■ About this task
The entries below should appear again in your reply, word for word.

■ Records shown
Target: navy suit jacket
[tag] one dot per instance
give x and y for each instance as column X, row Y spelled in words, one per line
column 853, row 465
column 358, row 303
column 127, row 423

■ Solution to this problem
Target: navy suit jacket
[tag] one dot per instance
give x and y for each instance as column X, row Y spelled in words, one per line
column 853, row 465
column 358, row 303
column 127, row 423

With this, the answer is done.